**Text to read:**

┄┄┄┄┄┄┄┄┄┄

July 8th 1975.

Dear Folks,

  Don’t quite know where to start. Sorry I haven’t written for so long, I was kept very busy in Somalia up until the last couple of weeks, and now I’m going to have to start all over again in Pakistan. Meanwhile, it’s great to be in a civilised country again.

  Anyway. So Yvonne has done her first solo flight. If she goes on to get her commercial licence she could make some money. She should come out to Africa and be a bush pilot. It’s the toughest kind of flying: no ATC, no radio beacons, usually not even a windsock. Clapped out old Cessnas, crosswinds gusting to 50 mph, twisters, dust-storms, and no navigational aids except a map and dead reckoning. Only the very best pilots can cope with that. Good money, though, around £100 a week.

  As for Rosie, she’s in the best position to judge what to do. She’s been on ships before, so she knows what to expect. It sounds like a good chance for free travel, and to make some money. The money they require as bond they aren’t legally entitled to keep if you break your contract, and you can normally get it back under any circumstances if you kick up a fuss. Also I think but I’m not certain, that they’re obliged to fly you home free if you quit anyplace. You’d need to check at any Norwegian Embassy or Consulate. So why not give it a whizz and see how it goes? You can always pack it in and come back home if you get fed up. Glad you had a nice holiday, Mum and Dad. As you say, it’s been a while since you last had a real holiday.

  I’ve had a fairly complicated time of things in the last few weeks. I had a few problems with the ComMand, which were no sweat, but both crews took a hell of a lot of work to get started, and keep going. Consequently I spent most of my time out in the bush—which is much nicer than Mog anyway—just keeping things running. At present I’ve got at least four weeks’ leave due, but I’m supposed to be in Karachi on the 15th, to expand the ComMand. But I’m not going till about the 20th, I think.

  On Thursday I got the ok from London to go on leave. It took me all Thursday morning—from 8 till 12—to get my tax clearance, money, ticket and so on. The next plane was Saturday morning, but Friday is the Islamic Sunday. Anyway, I finally got everything done, though there was one point where I couldn’t get any foreign currency until I had a ticket out of Somalia, and I couldn’t get my ticket until I had the money to buy it. I couldn’t get hold of the funds at such short notice, and eventually I got the office to guarantee the ticket, took the ticket round to the bank, got my money, went back to the airline office and paid for my ticket, went back to the bank and got my passport and so on. I could only get confirmed as far as Cairo, so I spent from 2 till 6 p.m. in the Cairo transit lounge trying to find someone from Olympic Airways to get on a plane to Greece. I eventually did—I was very lucky, because it was the last flight—at 8 p.m.—and the first Cairo to Athens flight that wasn’t fully booked.

┄┄┄┄┄┄┄┄┄┄

**What this exercise asks:**
a) In the letter, what weekly pay does the writer give for bush pilots in Africa?
b) Condense the letter's paragraph that begins "Anyway. So Yvonne has done her first solo flight" into a short list of its main facts.
c) Copy the letter from "I’ve had a fairly" up to and including "20th, I think.".

**Recorded data:**

┄┄┄┄┄┄┄┄┄┄

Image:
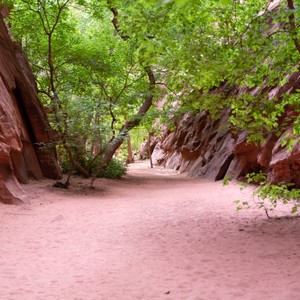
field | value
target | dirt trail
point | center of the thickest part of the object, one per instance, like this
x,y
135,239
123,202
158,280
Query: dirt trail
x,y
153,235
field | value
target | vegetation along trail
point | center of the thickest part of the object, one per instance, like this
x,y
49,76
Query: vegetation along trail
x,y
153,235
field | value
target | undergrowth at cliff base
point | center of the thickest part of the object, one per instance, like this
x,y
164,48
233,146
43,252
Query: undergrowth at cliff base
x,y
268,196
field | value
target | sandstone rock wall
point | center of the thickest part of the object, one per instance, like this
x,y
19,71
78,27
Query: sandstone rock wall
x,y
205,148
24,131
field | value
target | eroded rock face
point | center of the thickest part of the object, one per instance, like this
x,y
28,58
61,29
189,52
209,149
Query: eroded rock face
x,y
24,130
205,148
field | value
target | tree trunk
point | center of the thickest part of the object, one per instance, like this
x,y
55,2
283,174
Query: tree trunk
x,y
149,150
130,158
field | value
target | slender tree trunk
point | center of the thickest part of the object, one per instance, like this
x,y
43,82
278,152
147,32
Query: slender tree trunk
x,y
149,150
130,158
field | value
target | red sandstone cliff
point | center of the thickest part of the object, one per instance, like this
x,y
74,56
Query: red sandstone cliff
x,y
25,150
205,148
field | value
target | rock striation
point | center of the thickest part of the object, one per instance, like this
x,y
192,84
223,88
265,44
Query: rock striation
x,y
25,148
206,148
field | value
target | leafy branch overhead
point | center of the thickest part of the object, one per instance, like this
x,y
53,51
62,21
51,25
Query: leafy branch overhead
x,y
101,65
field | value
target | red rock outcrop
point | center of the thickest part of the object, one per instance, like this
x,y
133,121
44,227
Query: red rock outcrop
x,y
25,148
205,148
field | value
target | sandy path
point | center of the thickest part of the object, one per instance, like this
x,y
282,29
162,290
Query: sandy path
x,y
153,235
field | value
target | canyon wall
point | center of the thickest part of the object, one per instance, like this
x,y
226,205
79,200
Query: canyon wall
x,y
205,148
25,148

┄┄┄┄┄┄┄┄┄┄

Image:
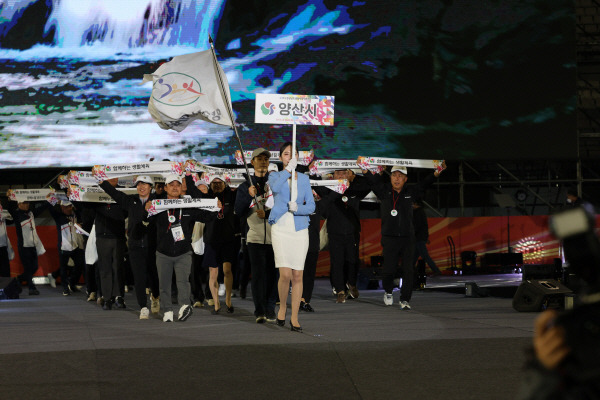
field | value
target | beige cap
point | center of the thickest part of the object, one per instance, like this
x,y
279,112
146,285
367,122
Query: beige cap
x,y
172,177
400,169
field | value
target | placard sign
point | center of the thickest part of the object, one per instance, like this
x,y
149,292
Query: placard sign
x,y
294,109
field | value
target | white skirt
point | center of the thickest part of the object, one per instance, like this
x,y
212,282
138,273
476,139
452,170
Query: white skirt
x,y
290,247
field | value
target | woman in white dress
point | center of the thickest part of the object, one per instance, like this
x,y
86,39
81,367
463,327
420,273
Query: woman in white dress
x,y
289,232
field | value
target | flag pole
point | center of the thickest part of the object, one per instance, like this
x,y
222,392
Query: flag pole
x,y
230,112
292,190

┄┄┄┄┄┄┄┄┄┄

**Answers provided:**
a) Around £100 a week.

b)
- Yvonne has done her first solo flight and could make money if she goes on to get her commercial license.
- The writer suggests she come to Africa as a bush pilot.
- Bush flying is the toughest kind: no ATC, no radio beacons, often no windsock, worn-out old Cessnas, crosswinds gusting to 50 mph, twisters, dust storms, and only a map and dead reckoning for navigation.
- Only the very best pilots can cope with it.
- The pay is good, around £100 a week.

c)
I’ve had a fairly complicated time of things in the last few weeks. I had a few problems with the ComMand, which were no sweat, but both crews took a hell of a lot of work to get started, and keep going. Consequently I spent most of my time out in the bush—which is much nicer than Mog anyway—just keeping things running. At present I’ve got at least four weeks’ leave due, but I’m supposed to be in Karachi on the 15th, to expand the ComMand. But I’m not going till about the 20th, I think.